- [抜粋した文章]
交通事故の示談交渉で被害者が損をしないための5つめのポイントは保険会社が示談できない場合です。

車を運転する人はほとんど自賠責保険だけではなく任意保険にも加入しています。

しかし追突事故や飲酒運転など加害者側に100%の過失がある事故の場合、被害者側の保険会社が示談交渉を代行することは法律上できません。この場合被害者が直接加害者側の保険会社と示談交渉をおこなうことになります。

弁護士法第72条では「弁護士以外の者」が「報酬を得る目的」で「他人の法律事務をおこなう」ことを禁止しています。

弁護士法では、保険会社による被害者の示談交渉代行を禁止することになります。

しかし被害者にも過失がある場合、契約者(被害者)が支払うべき損害賠償金を保険金として支払う義務が保険会社にあります。そのため被害者に過失がある場合に限り、保険会社も示談交渉代行が可能となりました。

つまり加害者側の過失が100%の場合、被害者には損害賠償金の支払いが発生しないため、被害者側の保険会社が示談交渉を代行することができないのです。

また被害者が交通事故で負傷している場合、ケガの治療を余儀なくされた状態で加害者側の保険会社と示談交渉をおこなうことになるため、精神的にも肉体的にも大きな負担になります。

- [作業内容]
- a) 示談交渉の文章のうち、「しかし追突事故や飲酒運転など」を含む語句から始め、「弁護士法では、保険会社による被害者の示談交渉代行を禁止することになります。」の後で止めて、その範囲を一字一句そのまま書き写してください。
- b) 示談交渉の文章を、最後の文の次から書き継ぐこと。
この後の行は使わなくてよい。

- [元データ]

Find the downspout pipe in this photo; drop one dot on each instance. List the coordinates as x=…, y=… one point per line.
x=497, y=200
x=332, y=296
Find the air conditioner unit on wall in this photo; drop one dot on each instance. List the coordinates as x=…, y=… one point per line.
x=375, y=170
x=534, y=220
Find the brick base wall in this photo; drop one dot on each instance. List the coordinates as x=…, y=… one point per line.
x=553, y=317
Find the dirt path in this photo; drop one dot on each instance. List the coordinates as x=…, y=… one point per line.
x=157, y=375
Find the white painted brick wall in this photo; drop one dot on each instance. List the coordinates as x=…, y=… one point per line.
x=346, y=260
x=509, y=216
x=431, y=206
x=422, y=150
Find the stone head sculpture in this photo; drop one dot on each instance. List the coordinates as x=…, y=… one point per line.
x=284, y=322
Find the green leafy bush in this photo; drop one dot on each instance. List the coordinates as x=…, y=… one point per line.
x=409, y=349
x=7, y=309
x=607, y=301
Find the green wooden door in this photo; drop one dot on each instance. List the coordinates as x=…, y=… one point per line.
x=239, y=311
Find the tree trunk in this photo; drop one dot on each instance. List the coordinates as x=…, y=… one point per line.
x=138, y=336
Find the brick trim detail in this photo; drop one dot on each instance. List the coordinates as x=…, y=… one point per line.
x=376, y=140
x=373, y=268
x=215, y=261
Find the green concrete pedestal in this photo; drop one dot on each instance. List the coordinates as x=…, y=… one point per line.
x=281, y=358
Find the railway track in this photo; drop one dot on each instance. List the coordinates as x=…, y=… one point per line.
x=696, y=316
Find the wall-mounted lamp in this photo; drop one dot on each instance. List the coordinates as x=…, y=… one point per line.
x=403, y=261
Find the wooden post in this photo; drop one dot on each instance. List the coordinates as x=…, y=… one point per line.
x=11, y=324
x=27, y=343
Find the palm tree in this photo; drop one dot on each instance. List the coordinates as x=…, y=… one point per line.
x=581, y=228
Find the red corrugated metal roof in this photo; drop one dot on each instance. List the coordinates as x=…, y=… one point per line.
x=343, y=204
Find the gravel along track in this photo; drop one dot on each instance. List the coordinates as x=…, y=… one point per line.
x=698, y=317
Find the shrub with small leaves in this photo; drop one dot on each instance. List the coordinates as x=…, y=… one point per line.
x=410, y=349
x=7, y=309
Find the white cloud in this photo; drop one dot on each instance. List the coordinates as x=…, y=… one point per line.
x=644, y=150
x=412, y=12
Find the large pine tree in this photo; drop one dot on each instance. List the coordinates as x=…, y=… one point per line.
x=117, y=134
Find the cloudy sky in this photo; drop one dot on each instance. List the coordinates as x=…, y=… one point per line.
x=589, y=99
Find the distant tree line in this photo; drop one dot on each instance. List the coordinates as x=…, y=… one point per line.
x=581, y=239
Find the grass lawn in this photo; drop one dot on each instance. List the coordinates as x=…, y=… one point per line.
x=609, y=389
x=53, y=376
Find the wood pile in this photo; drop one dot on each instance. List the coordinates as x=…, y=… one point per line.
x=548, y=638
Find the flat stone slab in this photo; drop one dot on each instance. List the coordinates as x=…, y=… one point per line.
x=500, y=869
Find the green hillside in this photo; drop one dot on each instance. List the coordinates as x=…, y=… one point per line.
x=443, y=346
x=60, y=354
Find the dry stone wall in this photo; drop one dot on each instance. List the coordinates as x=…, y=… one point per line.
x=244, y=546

- [期待される出力]
- a)
しかし追突事故や飲酒運転など加害者側に100%の過失がある事故の場合、被害者側の保険会社が示談交渉を代行することは法律上できません。この場合被害者が直接加害者側の保険会社と示談交渉をおこなうことになります。

弁護士法第72条では「弁護士以外の者」が「報酬を得る目的」で「他人の法律事務をおこなう」ことを禁止しています。

弁護士法では、保険会社による被害者の示談交渉代行を禁止することになります。

- b)
さらに被害者には専門知識が乏しいため、保険会社から提示された損害賠償金額が妥当かどうかを判断できず、適切な損害賠償金額が支払われない可能性もあります。

このような場合、弁護士に示談交渉を依頼すれば被害者の精神的・肉体的負担を軽減することができます。弁護士が示談交渉をすれば弁護士(裁判所)基準で慰謝料を請求するため損害賠償金が増額する可能性も高くなります

弁護士費用特約

もし任意保険に弁護士費用特約を付けている場合は弁護士に依頼することをお勧めします。

追突事故のように被害者の過失割合がゼロの交通事故の場合、保険会社は法律上示談交渉をおこなうことができません。

このとき、弁護士費用特約に加入していれば弁護士費用を上限300万円まで保険会社が負担してくれます。交通事故裁判や死亡事故などの特別な場合でない限り、弁護士費用が300万円を超えることはほとんどありません。

なお、弁護士費用特約については保険会社によって上限金額や適用条件が異なる場合がありますので必ず保険会社に確認しましょう。

まとめ

以上、交通事故の示談交渉で被害者が損をしないために注意すべきポイントについて説明しました。交通事故の示談交渉では対応を間違えると被害者が損をしてしまいます。本記事を参考に慎重に対応しましょう。

また任意保険に加入している場合はあらかじめ弁護士費用特約を付けておき、困ったときは弁護士に依頼することが大切です。